时变函数

时变函数 | Mathful Review of Linear Mode

市面上讲线性模型/回归的书,大多从motivation到结构,一股浓郁的计量经济味儿扑面而来——我、不、喜、欢。

我决定自己写个线性模型的review,希望过年前写得完。

本文预备知识:(高等)数理统计、高等代数(矩阵论)

◆♡◆

上课的时候,我总觉得线性模型是高等代数版的数理统计,实则理解上出现了偏差——与其说它是XX版的XXXX,毋宁说,它之于数理统计,相当于高等代数之于解析几何。

广泛些,将统计系的三门基础课——线性模型、概率论、数理统计——与数学的三大分支对应,应是「线模同代数,概率如分析,数统似几何」

如果让我写本高代的书,我一定会最先从矩阵讲起。

同理,如果写一个线性模型的review,我必然会从随机矩阵(向量)讲起——从高斯马尔科夫定理讲起,到底什么玩意儿……

好了,我开始讲(zhuangbi)了。


1、随机向量与随机矩阵

1.1 引言

我们考虑多元回归方程组:

\begin{equation} \left\{              \begin{array}{lr}             {\rm y}_1=\beta_0+\beta_1{\rm x}_{11}+\cdot\cdot\cdot+\beta_p{\rm x}_{1p}+\epsilon_1 \\             {\rm y}_2=\beta_0+\beta_1{\rm x}_{21}+\cdot\cdot\cdot+\beta_p{\rm x}_{2p}+\epsilon_2\\ \vdots\\             {\rm y}_n=\beta_0+\beta_1{\rm x}_{n1}+\cdot\cdot\cdot+\beta_p{\rm x}_{np}+\epsilon_n                \end{array} \right. \end{equation}

这个方程组的通俗(不严谨)解释是:我们手上总共有n组样本,每组样本假定具有p个与响应变量相关的自变量,和一个常数项,外带一丢丢误差。

• 已知数据:
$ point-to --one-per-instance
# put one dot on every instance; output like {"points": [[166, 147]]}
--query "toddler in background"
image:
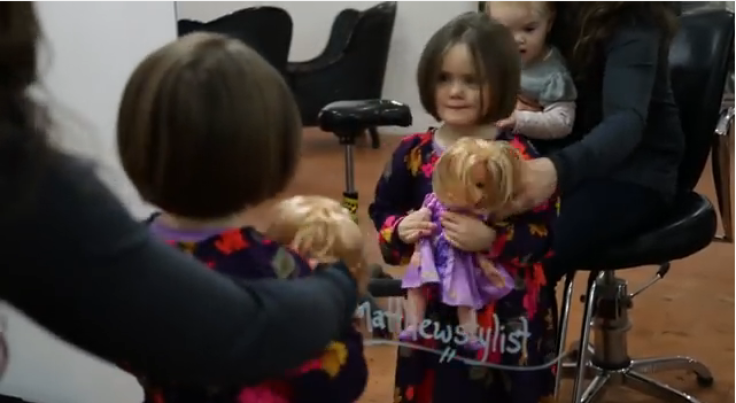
{"points": [[546, 104], [203, 135]]}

• 待完成:
1 > 读这篇线性模型回顾需要哪些预备知识？
2 > 从这篇线性模型回顾的最后一句之后接着往下写。

• 任务答案:
1 > （高等）数理统计和高等代数（矩阵论）。

2 >
在高等代数中,多元线性方程组可以写成矩阵形式,同样的,多元回归方程组也可以写成矩阵形式:

\textbf{y}=\textbf{x}\pmb{\beta}+\pmb{\epsilon}

其中, \textbf{y}=\left( \begin{matrix}\rm y_1\\\rm y_2\\\vdots\\{\rm y}_n\end{matrix}\right),  \textbf{x}=\left( \begin{matrix}1&\rm x_{11}&\cdots &{\rm x}_{1p} \\1&\rm x_{21}&\cdots &x_{2p}\\\vdots&\vdots &\ddots&\vdots\\1&{\rm x}_{n1}&\cdots &{\rm x}_{np}\end{matrix}\right), \pmb{\beta}=\left( \begin{matrix}\beta_0 \\\beta_1\\\vdots\\\beta_p\end{matrix}\right),\pmb{\epsilon}=\left( \begin{matrix}\epsilon_1\\\epsilon_2\\\vdots\\\epsilon_n\end{matrix}\right)

有时,我们用 \textbf x_i来表示矩阵 \textbf{x} 的第i个行向量 \begin{matrix}(1&{\rm x}_{11}&\cdots&{\rm x}_{1p})\end{matrix} . 故,线性回归方程(组)又可表为:

{\rm y}_i=\textbf x_{i}\pmb{\beta}+\epsilon_i

1.2 均值、方差、协方差和相关系数

假设我们熟知数理统计中的那一套对随机变量的均值、方法、协方差和相关系数的定义。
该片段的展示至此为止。